-- Problem statement --
Can you reproduce the material below line for line, changing nothing?

Rows from a box-labeling dataset
┌──

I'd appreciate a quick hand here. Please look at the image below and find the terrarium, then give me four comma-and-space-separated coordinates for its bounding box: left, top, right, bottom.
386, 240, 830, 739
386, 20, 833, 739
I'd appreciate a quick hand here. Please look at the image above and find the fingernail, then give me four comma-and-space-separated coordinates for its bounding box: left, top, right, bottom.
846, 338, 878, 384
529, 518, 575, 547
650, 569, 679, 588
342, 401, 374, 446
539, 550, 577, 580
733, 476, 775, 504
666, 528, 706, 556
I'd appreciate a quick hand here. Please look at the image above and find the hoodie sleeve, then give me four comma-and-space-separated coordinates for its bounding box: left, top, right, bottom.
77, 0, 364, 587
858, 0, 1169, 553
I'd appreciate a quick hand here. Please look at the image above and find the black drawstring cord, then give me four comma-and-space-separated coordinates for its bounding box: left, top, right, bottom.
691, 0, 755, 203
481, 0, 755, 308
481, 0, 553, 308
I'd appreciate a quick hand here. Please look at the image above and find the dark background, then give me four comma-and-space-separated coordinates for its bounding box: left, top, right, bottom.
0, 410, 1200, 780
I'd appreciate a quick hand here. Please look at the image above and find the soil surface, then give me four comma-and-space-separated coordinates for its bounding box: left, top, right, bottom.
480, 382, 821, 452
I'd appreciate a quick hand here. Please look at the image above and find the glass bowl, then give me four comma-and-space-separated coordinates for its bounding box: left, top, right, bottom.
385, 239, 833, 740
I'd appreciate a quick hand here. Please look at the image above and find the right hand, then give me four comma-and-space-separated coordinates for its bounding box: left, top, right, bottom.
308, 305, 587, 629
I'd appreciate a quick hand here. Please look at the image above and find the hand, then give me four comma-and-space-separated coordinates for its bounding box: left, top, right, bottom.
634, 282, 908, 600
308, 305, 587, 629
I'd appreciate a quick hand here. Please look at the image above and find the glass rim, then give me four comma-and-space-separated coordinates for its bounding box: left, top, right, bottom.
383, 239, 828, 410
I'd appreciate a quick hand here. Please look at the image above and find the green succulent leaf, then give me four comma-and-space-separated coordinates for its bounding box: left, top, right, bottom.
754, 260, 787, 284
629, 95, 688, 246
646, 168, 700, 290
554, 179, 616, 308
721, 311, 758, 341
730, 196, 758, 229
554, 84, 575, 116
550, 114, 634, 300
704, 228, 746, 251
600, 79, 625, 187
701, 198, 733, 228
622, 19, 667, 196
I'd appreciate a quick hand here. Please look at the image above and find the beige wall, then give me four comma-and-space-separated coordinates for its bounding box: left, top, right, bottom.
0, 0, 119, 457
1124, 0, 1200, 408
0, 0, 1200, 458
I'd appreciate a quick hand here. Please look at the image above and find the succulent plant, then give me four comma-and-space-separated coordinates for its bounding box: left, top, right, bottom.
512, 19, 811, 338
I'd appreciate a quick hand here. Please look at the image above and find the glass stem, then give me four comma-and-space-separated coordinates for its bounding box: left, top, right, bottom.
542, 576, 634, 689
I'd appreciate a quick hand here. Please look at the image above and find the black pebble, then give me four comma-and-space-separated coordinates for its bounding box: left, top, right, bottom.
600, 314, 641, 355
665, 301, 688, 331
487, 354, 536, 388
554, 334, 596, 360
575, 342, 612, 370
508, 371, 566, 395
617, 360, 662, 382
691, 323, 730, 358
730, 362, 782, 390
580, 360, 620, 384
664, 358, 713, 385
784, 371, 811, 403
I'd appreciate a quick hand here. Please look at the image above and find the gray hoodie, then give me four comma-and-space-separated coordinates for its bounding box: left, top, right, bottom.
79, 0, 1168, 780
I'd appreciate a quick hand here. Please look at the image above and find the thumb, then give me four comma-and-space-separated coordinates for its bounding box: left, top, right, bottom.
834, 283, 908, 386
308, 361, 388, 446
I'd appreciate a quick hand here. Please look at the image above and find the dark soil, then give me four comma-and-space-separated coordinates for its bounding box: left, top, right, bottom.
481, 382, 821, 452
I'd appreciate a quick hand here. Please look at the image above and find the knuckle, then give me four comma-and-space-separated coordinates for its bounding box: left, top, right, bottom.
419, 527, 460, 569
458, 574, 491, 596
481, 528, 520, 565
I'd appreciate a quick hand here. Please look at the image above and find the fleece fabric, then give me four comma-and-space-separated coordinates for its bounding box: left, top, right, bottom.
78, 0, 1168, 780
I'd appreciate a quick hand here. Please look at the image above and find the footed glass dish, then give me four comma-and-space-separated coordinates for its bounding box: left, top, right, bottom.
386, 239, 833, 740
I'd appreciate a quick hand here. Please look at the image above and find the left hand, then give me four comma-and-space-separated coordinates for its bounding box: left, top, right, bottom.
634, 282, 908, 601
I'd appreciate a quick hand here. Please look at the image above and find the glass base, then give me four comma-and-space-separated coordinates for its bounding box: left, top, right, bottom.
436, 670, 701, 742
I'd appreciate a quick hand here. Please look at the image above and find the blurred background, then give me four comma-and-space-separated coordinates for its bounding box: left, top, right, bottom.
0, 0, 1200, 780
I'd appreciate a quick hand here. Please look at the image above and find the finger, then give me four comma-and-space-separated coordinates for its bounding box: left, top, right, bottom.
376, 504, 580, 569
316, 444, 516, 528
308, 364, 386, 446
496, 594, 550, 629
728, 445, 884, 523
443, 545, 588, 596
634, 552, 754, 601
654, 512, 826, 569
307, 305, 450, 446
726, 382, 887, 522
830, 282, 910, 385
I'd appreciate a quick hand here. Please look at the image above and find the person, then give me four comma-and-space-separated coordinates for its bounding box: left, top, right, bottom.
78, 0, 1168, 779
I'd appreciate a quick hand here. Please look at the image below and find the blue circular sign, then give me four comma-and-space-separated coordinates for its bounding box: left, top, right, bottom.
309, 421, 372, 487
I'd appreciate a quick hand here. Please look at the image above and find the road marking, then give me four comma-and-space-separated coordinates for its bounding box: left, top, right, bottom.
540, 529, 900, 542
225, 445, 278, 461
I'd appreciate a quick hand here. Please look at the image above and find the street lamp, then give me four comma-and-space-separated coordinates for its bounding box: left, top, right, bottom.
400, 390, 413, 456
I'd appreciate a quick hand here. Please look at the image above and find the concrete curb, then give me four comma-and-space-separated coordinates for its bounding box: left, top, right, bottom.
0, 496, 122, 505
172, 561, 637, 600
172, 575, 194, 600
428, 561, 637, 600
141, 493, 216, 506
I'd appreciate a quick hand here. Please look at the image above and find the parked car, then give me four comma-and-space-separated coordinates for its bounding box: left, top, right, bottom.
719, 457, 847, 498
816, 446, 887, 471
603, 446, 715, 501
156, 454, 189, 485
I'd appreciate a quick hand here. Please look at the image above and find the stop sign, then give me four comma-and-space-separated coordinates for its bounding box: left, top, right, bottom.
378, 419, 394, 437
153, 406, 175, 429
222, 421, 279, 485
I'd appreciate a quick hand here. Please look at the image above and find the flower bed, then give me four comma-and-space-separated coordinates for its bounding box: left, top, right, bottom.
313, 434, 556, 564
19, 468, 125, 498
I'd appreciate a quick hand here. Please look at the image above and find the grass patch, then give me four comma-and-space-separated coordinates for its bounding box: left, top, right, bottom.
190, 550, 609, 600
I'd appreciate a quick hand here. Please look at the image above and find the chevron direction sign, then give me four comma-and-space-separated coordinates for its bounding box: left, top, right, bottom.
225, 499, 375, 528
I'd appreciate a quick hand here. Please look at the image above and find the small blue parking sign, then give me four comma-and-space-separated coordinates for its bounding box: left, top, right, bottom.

└──

-- Expected output --
I'd appreciate a quick hand here. Please look at the image below and find the terrarium, then give me four comma-and-space-separated coordinates for its bounding box: left, top, right, bottom.
386, 240, 830, 739
386, 20, 833, 739
I'd appreciate a quick hand here. Please look at the image above and find the fingernail, then give me four comma-and-space-separated coordinates for its bounding box: left, top, right, bottom.
846, 338, 878, 384
529, 518, 575, 547
650, 569, 679, 588
342, 401, 374, 446
539, 550, 577, 580
733, 476, 775, 504
666, 528, 706, 556
I'd appreciate a quick hand here. Please look at the image above and find the hoodie sleeve, then give me four comma-and-space-separated coordinates for its bounding box: left, top, right, bottom.
77, 0, 364, 587
858, 0, 1169, 553
I'd appreciate a quick hand here. Please look at the image above and find the black drawstring cord, then give me four comma-and-space-separated coordinates for its bounding box: left, top, right, bottom.
691, 0, 755, 203
481, 0, 755, 308
481, 0, 553, 308
I'd appreciate a quick hand here. Please look at the image above and find the dark background, then give me four comma-and-space-separated coordinates for its bounding box: left, top, right, bottom.
0, 410, 1200, 780
I'd appreciate a quick hand here. Please look at the image above and find the soil surface, then give me four comma-and-space-separated coordinates for its bounding box: left, top, right, bottom.
480, 382, 821, 452
I'd appreciate a quick hand here. Please look at the image above and find the glass bowl, then give me four comma-and-space-separated coordinates for its bounding box: left, top, right, bottom.
385, 239, 833, 740
I'd appreciate a quick hand here. Please look at the image above and find the right hand, then give me four comma-and-space-separated coordinates for its bounding box: left, top, right, bottom.
308, 305, 587, 629
I'd appreciate a quick hand here. Please look at the image above and find the hand, then give me four comma-and-space-separated coordinates for its bounding box: left, top, right, bottom.
634, 282, 908, 600
308, 305, 587, 629
I'd appreciate a quick hand here. Please look at the image above and find the glass rim, then give me four comma-and-space-separated coordinates for its bounding box: left, top, right, bottom.
383, 239, 828, 410
I'd appreciate a quick hand here. Please look at the image above and find the green succulent leaf, then give me four comma-and-space-separated coordinates for its bounding box: left, top, right, bottom.
754, 260, 787, 284
629, 95, 688, 246
646, 168, 700, 290
554, 179, 616, 308
721, 311, 758, 341
730, 196, 758, 229
554, 84, 575, 116
550, 114, 634, 300
704, 228, 746, 251
600, 79, 625, 187
701, 198, 733, 228
622, 19, 667, 196
I'd appreciate a quick hand here. Please look at the image above and find the beige wall, then give me four comma-and-space-separated coordinates for its bounding box: left, top, right, bottom.
0, 0, 119, 457
1124, 0, 1200, 408
0, 0, 1200, 458
I'd appreciate a quick hand here. Please look at the image above and find the succulent plant, then give me four comma-and-space-separated coordinates for its bounding box: left, top, right, bottom.
512, 19, 811, 338
I'd appreciate a quick hand here. Please look at the image above and find the glass stem, then give me four comma-and-space-separated coordinates for its bounding box: left, top, right, bottom.
542, 576, 634, 689
I'd appreciate a quick hand here. Please look at the image above and find the black pebble, then give me four comma-and-space-separated coordinates for its bounding box: left, top, right, bottom.
600, 314, 641, 355
665, 301, 688, 331
487, 354, 536, 388
554, 334, 596, 360
575, 342, 612, 370
508, 371, 566, 395
617, 360, 662, 382
691, 323, 730, 358
730, 362, 782, 390
580, 360, 620, 384
664, 358, 713, 385
784, 371, 811, 403
I'd appreciate a quick hand here. Please look at the image above and find the gray hoodie, then give me four comma-and-space-separated coordinates for its bounding box: left, top, right, bottom.
79, 0, 1168, 780
I'd appreciate a quick hand here. Please look at the image above and find the thumb, then give me four comma-and-space-separated coordinates for its bounding box: left, top, right, bottom.
834, 283, 908, 386
308, 361, 388, 446
I'd appreciate a quick hand here. Please look at the image above and find the dark soil, then give me four comma-and-space-separated coordinates for its bounding box: left, top, right, bottom.
481, 382, 821, 452
I'd appreciate a quick hand here. Please look at the image above and find the knuckle, then give me four comma-and-space-separated coordinates for its bounding box: left, top, right, bottom.
419, 527, 460, 569
458, 574, 491, 596
481, 528, 520, 565
I'd appreciate a quick hand here. Please look at the image above and find the fleece fabric, then give me four comma-and-space-separated coordinates for its bounding box: left, top, right, bottom.
78, 0, 1168, 780
I'd appreciate a quick hand here. Please look at the image above and find the footed glass dish, then give me four comma-and-space-separated coordinates for its bounding box: left, top, right, bottom.
386, 239, 833, 740
I'd appreciate a quick hand here. Please look at the image above and find the left hand, then give me four comma-and-space-separated coordinates for its bounding box: left, top, right, bottom.
634, 282, 908, 601
I'd appreciate a quick hand here. Please look at the image above and find the glass base, then give me four comma-and-space-separated coordinates for its bounding box: left, top, right, bottom.
436, 670, 701, 742
I'd appreciate a quick hand here. Please look at the image above and find the blurred background, then give me four comma-and-space-separated coordinates for its bounding box: left, top, right, bottom.
0, 0, 1200, 780
I'd appreciate a quick hand here. Please look at the image above and find the finger, then give me four comma-and-space-separated coordinates for its bounding box: left, top, right, bottom.
376, 504, 580, 569
316, 444, 516, 528
308, 364, 386, 446
496, 594, 550, 629
728, 445, 884, 523
443, 545, 588, 596
634, 552, 754, 601
654, 512, 826, 569
307, 305, 450, 446
726, 382, 887, 522
830, 282, 910, 385
I'd appreciate a quick hand here. Please look at the image above and find the person, then give me four comma-and-space-separated coordinates for its bounding box: left, top, right, bottom.
78, 0, 1168, 779
I'd appreciate a quick hand here. Please look at the image below and find the blue circular sign, then give me four comma-and-space-separated coordinates for its bounding box: left, top, right, bottom.
309, 421, 372, 487
I'd appreciate a quick hand here. Please look at the image above and find the road marking, then give me four comma-and-space-separated coordinates for its bounding box: left, top, right, bottom.
540, 529, 900, 542
225, 445, 278, 461
I'd appreciate a quick hand here. Please look at the image above and find the street lamp, then give me four comma-and-space-separated coordinates for its bounding box: left, top, right, bottom.
400, 390, 413, 456
I'd appreciate a quick hand here. Please look at the image above and find the concrete curb, then give me four comma-and-space-separated coordinates for its bounding box: left, top, right, bottom.
0, 496, 122, 505
172, 561, 637, 600
172, 575, 194, 600
428, 561, 637, 600
141, 493, 216, 506
I'd appreciate a quick hand here. Please look at the image above and find the parked car, then give me four comma-and-space-separated coordinates for its bounding box: left, top, right, bottom.
719, 457, 847, 498
816, 446, 887, 471
603, 446, 715, 501
156, 454, 189, 485
I'd appreciate a quick hand here. Please look at the image above and find the stop sign, then give me four comma-and-space-separated coordinates for its bounding box: left, top, right, bottom.
378, 419, 394, 437
153, 406, 175, 429
222, 421, 279, 485
I'd appreciate a quick hand here. Please look at the image above and find the flower bed, then give me four comma-and-space-separated coordinates for its bounding box: left, top, right, bottom.
313, 434, 556, 564
19, 468, 125, 498
I'd appreciate a quick hand here. Please look at the image above and find the grass patch, then give me four comma-and-space-separated coordinates for its bounding box: left, top, right, bottom.
190, 550, 609, 600
I'd appreciate a quick hand here. Please look at the image above and find the chevron direction sign, then give me four comma-and-space-separated coordinates for its bounding box: left, top, right, bottom.
225, 499, 375, 528
I'd appreciate a quick hand here. Please look at the image above and find the small blue parking sign, then give me four comma-and-space-separated coordinates for its bounding box: left, top, right, bottom.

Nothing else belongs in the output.